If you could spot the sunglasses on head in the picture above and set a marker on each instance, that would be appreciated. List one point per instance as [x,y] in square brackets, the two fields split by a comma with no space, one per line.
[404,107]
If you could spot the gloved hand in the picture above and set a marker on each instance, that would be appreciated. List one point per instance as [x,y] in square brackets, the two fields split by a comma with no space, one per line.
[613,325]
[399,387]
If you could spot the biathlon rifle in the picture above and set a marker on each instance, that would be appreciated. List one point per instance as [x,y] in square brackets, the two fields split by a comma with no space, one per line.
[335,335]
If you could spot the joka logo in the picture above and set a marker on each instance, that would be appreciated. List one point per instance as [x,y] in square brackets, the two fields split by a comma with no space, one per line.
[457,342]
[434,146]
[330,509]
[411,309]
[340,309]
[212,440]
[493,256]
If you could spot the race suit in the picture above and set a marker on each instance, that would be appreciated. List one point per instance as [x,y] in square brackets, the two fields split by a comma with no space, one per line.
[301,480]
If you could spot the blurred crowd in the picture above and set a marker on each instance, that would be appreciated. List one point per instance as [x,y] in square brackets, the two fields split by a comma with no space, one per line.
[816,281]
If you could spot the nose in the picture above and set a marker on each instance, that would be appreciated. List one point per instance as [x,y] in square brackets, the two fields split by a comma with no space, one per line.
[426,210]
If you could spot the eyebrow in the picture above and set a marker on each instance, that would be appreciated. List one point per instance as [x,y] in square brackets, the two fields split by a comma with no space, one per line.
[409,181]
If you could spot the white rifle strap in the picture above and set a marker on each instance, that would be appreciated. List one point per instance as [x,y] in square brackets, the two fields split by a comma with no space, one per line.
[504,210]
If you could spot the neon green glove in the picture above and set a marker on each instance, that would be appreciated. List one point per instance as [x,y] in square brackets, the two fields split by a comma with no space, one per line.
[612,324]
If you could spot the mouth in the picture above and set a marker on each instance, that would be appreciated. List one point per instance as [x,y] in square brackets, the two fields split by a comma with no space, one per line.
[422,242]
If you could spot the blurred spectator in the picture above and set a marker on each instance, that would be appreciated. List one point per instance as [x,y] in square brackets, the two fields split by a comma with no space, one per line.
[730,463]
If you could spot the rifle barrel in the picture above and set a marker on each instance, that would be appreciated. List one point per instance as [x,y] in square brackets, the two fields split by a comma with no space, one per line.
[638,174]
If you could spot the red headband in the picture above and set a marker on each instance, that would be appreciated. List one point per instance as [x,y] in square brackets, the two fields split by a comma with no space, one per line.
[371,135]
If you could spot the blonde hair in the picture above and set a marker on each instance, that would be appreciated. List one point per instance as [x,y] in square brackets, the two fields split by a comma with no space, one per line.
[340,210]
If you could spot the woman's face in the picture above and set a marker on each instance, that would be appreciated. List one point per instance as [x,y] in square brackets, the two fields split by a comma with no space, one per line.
════════
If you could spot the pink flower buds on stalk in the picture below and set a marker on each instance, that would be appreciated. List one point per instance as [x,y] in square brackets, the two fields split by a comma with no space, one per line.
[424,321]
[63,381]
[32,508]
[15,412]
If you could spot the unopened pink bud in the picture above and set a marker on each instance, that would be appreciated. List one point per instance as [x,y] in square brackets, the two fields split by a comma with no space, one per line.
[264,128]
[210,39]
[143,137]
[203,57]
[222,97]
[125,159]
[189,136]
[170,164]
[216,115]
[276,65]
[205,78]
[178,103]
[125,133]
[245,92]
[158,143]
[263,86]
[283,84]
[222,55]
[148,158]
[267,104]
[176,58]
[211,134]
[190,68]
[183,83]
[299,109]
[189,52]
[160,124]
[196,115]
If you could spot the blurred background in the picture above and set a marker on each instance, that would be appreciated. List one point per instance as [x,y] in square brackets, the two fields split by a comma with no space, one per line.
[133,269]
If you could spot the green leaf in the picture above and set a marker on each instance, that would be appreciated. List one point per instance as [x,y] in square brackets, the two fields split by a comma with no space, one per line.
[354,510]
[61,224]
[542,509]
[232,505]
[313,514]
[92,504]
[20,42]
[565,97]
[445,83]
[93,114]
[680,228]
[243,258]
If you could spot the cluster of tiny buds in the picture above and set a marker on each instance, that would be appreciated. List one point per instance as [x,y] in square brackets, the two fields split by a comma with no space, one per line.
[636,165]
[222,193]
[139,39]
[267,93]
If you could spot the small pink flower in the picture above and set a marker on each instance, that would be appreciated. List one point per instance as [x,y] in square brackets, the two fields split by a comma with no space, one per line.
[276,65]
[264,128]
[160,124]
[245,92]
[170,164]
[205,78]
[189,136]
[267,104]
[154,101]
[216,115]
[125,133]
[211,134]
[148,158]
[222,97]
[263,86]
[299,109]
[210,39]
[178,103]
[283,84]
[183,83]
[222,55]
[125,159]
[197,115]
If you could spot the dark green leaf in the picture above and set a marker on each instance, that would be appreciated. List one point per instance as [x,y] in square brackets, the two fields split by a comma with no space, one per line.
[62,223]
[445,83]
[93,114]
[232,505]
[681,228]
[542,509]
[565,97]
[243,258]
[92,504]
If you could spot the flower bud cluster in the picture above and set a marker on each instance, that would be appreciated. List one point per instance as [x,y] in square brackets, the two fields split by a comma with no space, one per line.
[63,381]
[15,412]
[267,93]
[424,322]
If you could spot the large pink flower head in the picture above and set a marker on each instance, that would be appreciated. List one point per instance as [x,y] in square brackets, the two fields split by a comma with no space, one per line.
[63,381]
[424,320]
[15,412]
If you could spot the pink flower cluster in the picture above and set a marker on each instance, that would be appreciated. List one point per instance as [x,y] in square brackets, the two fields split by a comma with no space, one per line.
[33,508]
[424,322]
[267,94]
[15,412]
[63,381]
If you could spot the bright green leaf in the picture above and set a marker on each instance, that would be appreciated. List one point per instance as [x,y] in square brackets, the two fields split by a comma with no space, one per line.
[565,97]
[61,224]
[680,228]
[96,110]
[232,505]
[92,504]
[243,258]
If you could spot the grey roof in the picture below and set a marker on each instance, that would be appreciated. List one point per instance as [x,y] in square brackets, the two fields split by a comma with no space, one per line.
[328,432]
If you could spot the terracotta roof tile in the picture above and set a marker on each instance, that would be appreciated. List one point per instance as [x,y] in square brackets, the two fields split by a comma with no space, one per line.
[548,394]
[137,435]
════════
=== EXERCISE AIM ===
Copy out precisely the lines from the line with "If you could spot the rifle" to the line with "If you could spot the woman's" in the material above, including those two lines and omitting all the rest.

=== COMPLETED EXERCISE ===
If you could spot the rifle barrel in the picture above and set a marker on each instance, that would be appreciated. List one point per instance as [x,y] in square brackets, the two fields split by a comma with no space, one per line.
[638,174]
If you could spot the red headband in the picture above and set a marker on each instance, that would be appreciated. List one point per instance as [x,y] in square brackets, the two fields split by a comma with no space, one per line.
[371,135]
If you could spot the blonde hair in the picture above and set a marker on each instance, that would be appreciated. List one point per instance as [x,y] in square brackets, the two fields split by a comma with no space, one per line.
[340,210]
If you could spot the woman's face in the picture above and set a marker on each instance, that would be appreciated. List one point per instance as [x,y] in square brackets, the two fields split by a comma with no space, one per line.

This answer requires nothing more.